▸ To do
Transcribe the lines below exactly. No image belongs in the transcription.

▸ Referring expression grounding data
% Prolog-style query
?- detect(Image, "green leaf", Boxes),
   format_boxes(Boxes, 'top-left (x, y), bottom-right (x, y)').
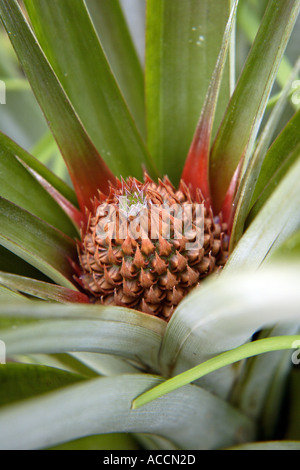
top-left (0, 272), bottom-right (89, 303)
top-left (0, 374), bottom-right (255, 450)
top-left (181, 0), bottom-right (239, 203)
top-left (71, 351), bottom-right (143, 376)
top-left (285, 367), bottom-right (300, 440)
top-left (0, 363), bottom-right (86, 408)
top-left (238, 0), bottom-right (300, 108)
top-left (159, 264), bottom-right (300, 386)
top-left (23, 0), bottom-right (156, 180)
top-left (0, 245), bottom-right (51, 281)
top-left (145, 0), bottom-right (233, 185)
top-left (230, 58), bottom-right (300, 250)
top-left (0, 283), bottom-right (25, 301)
top-left (86, 0), bottom-right (145, 137)
top-left (51, 433), bottom-right (140, 451)
top-left (0, 141), bottom-right (77, 238)
top-left (30, 130), bottom-right (69, 182)
top-left (248, 109), bottom-right (300, 222)
top-left (0, 131), bottom-right (77, 207)
top-left (225, 156), bottom-right (300, 271)
top-left (226, 441), bottom-right (300, 450)
top-left (210, 0), bottom-right (300, 212)
top-left (132, 335), bottom-right (300, 409)
top-left (230, 324), bottom-right (298, 426)
top-left (0, 198), bottom-right (77, 288)
top-left (270, 230), bottom-right (300, 260)
top-left (0, 303), bottom-right (166, 373)
top-left (0, 30), bottom-right (48, 151)
top-left (248, 142), bottom-right (300, 228)
top-left (119, 0), bottom-right (146, 66)
top-left (0, 0), bottom-right (117, 212)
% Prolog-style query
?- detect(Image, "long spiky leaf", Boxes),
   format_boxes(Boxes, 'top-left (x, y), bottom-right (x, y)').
top-left (181, 0), bottom-right (239, 208)
top-left (0, 0), bottom-right (116, 212)
top-left (210, 0), bottom-right (300, 212)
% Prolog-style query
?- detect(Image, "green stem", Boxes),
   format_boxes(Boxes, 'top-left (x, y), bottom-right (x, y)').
top-left (132, 335), bottom-right (300, 409)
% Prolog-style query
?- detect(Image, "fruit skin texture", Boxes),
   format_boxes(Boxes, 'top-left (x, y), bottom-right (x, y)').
top-left (78, 174), bottom-right (229, 320)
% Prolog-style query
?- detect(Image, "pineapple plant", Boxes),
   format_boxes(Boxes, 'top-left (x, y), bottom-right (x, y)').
top-left (0, 0), bottom-right (300, 450)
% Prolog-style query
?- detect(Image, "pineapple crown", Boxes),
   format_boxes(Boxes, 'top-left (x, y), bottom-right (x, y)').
top-left (77, 173), bottom-right (229, 320)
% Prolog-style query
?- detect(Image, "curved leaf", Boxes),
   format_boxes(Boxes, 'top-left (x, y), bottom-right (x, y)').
top-left (0, 374), bottom-right (255, 450)
top-left (70, 352), bottom-right (142, 376)
top-left (230, 324), bottom-right (299, 425)
top-left (0, 303), bottom-right (166, 372)
top-left (133, 335), bottom-right (300, 409)
top-left (159, 264), bottom-right (300, 380)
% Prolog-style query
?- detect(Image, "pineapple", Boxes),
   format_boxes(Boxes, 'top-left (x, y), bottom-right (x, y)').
top-left (0, 0), bottom-right (300, 450)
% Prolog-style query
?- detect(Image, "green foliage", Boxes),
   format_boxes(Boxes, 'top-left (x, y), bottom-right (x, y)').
top-left (0, 0), bottom-right (299, 451)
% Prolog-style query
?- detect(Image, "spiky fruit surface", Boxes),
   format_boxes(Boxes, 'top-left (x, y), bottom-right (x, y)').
top-left (77, 175), bottom-right (229, 320)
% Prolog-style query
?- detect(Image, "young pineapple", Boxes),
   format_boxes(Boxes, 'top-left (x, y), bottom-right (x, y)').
top-left (0, 0), bottom-right (299, 451)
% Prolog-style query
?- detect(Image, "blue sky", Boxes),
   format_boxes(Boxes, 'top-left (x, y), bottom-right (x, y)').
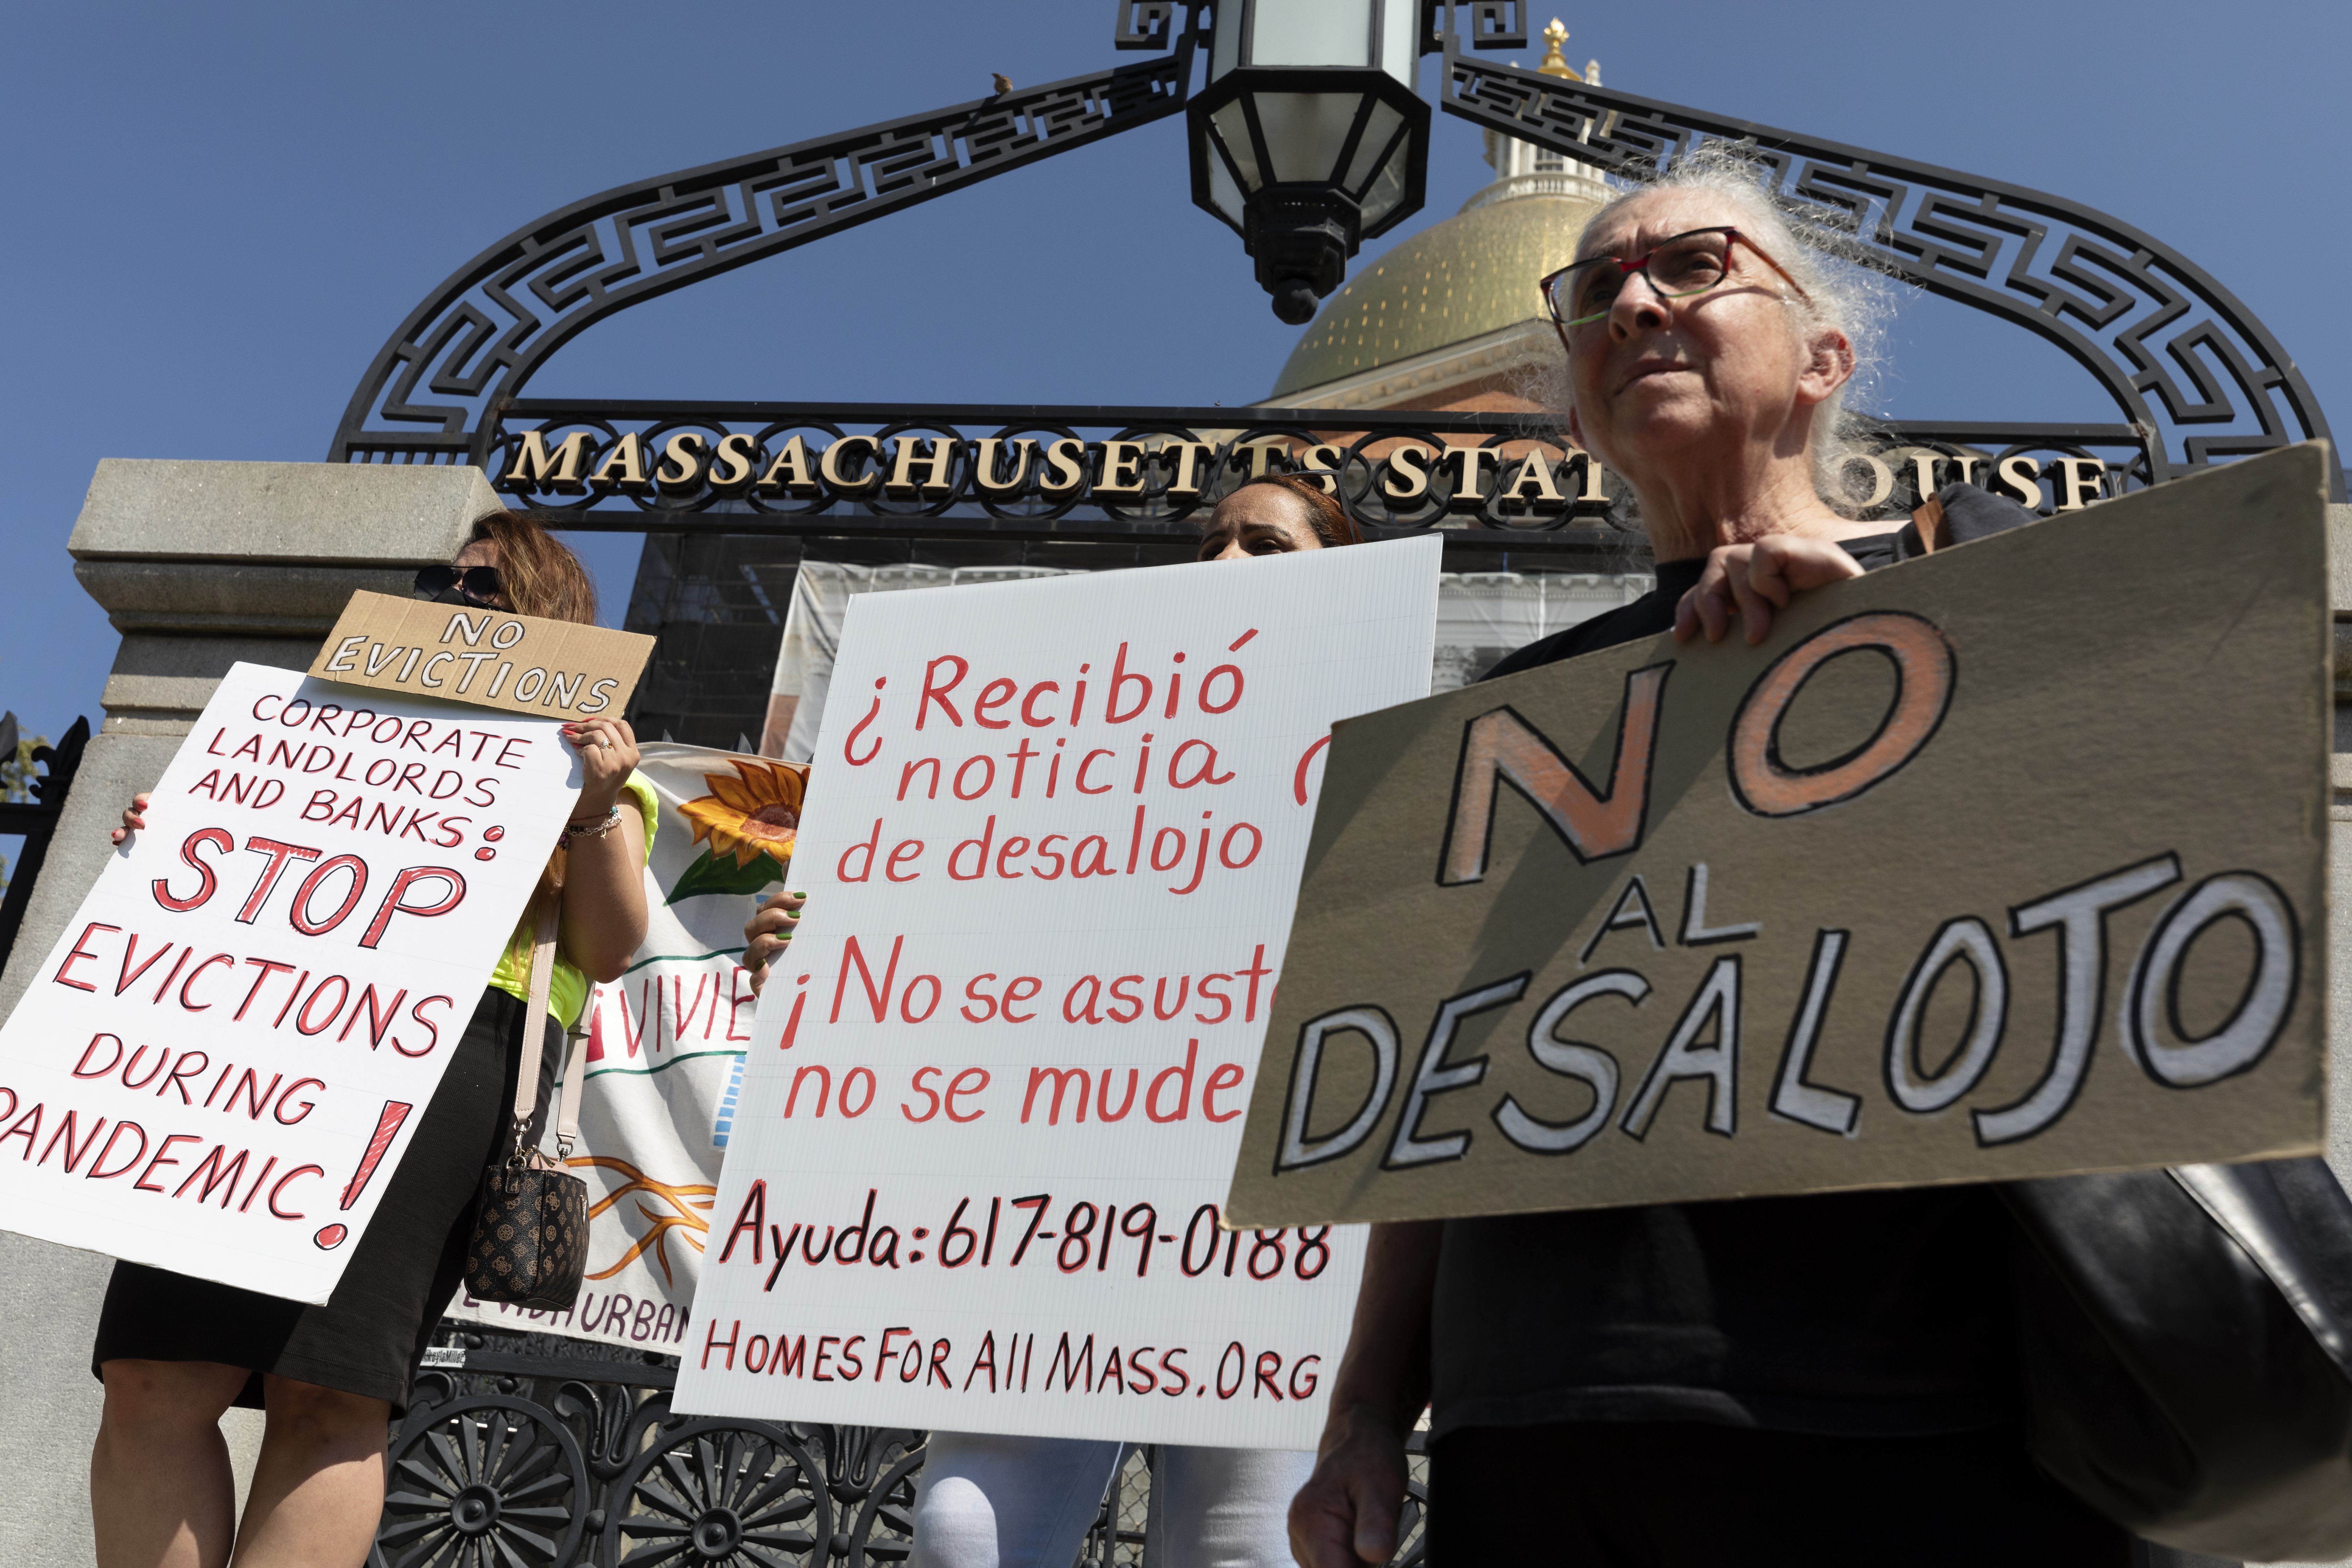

▸ Solution
% Prolog-style query
?- detect(Image, "green leaf", Boxes),
   format_boxes(Boxes, 'top-left (x, y), bottom-right (x, y)').
top-left (0, 272), bottom-right (89, 303)
top-left (0, 374), bottom-right (255, 450)
top-left (181, 0), bottom-right (239, 203)
top-left (71, 351), bottom-right (143, 376)
top-left (285, 367), bottom-right (300, 440)
top-left (0, 363), bottom-right (86, 408)
top-left (238, 0), bottom-right (300, 108)
top-left (159, 264), bottom-right (300, 386)
top-left (23, 0), bottom-right (156, 180)
top-left (0, 245), bottom-right (51, 281)
top-left (145, 0), bottom-right (233, 185)
top-left (230, 58), bottom-right (300, 250)
top-left (0, 283), bottom-right (25, 301)
top-left (86, 0), bottom-right (145, 137)
top-left (51, 433), bottom-right (140, 451)
top-left (0, 141), bottom-right (77, 238)
top-left (30, 130), bottom-right (69, 182)
top-left (248, 109), bottom-right (300, 222)
top-left (0, 131), bottom-right (77, 207)
top-left (225, 156), bottom-right (300, 271)
top-left (226, 441), bottom-right (300, 450)
top-left (210, 0), bottom-right (300, 212)
top-left (132, 335), bottom-right (300, 409)
top-left (230, 324), bottom-right (298, 426)
top-left (0, 198), bottom-right (77, 288)
top-left (270, 230), bottom-right (300, 260)
top-left (0, 303), bottom-right (166, 373)
top-left (0, 30), bottom-right (48, 151)
top-left (248, 142), bottom-right (300, 228)
top-left (119, 0), bottom-right (146, 66)
top-left (0, 0), bottom-right (117, 212)
% Prolog-style query
?- detect(Image, "long spiky leaf", Boxes),
   format_boxes(Boxes, 'top-left (x, y), bottom-right (x, y)').
top-left (181, 0), bottom-right (239, 208)
top-left (0, 0), bottom-right (116, 212)
top-left (210, 0), bottom-right (300, 212)
% Prolog-style query
?- detect(Image, "green stem", Boxes),
   format_boxes(Boxes, 'top-left (x, y), bottom-right (x, y)').
top-left (132, 335), bottom-right (300, 409)
% Prolog-style query
?- detect(Image, "fruit skin texture", Boxes),
   format_boxes(Boxes, 'top-left (x, y), bottom-right (x, y)').
top-left (78, 174), bottom-right (229, 320)
% Prolog-style query
?- detect(Image, "pineapple plant", Boxes),
   format_boxes(Boxes, 'top-left (x, y), bottom-right (x, y)').
top-left (0, 0), bottom-right (300, 450)
% Prolog-style query
?- detect(Image, "pineapple crown", Boxes),
   format_boxes(Boxes, 'top-left (x, y), bottom-right (x, y)').
top-left (77, 173), bottom-right (229, 320)
% Prolog-style query
?- detect(Image, "curved leaf", Boxes),
   format_boxes(Boxes, 'top-left (x, y), bottom-right (x, y)').
top-left (0, 374), bottom-right (255, 450)
top-left (70, 352), bottom-right (142, 376)
top-left (230, 324), bottom-right (299, 425)
top-left (0, 303), bottom-right (166, 372)
top-left (133, 335), bottom-right (300, 409)
top-left (159, 264), bottom-right (300, 380)
% Prolog-style query
?- detect(Image, "pineapple", Boxes),
   format_boxes(Boxes, 'top-left (x, y), bottom-right (x, y)').
top-left (0, 0), bottom-right (300, 450)
% Prolog-style query
?- detect(Image, "green foliage", Boxes),
   format_boxes(Boxes, 'top-left (x, y), bottom-right (x, y)').
top-left (0, 0), bottom-right (299, 451)
% Prolog-style query
?- detect(Image, "spiky fruit surface", Boxes),
   format_boxes(Boxes, 'top-left (x, y), bottom-right (x, y)').
top-left (77, 175), bottom-right (229, 320)
% Prolog-style query
?- detect(Image, "young pineapple", Boxes),
   format_boxes(Boxes, 'top-left (x, y), bottom-right (x, y)').
top-left (0, 0), bottom-right (299, 451)
% Prolog-style query
?- detect(Image, "blue sky", Boxes),
   format_boxes(Boxes, 'top-left (x, y), bottom-right (x, y)').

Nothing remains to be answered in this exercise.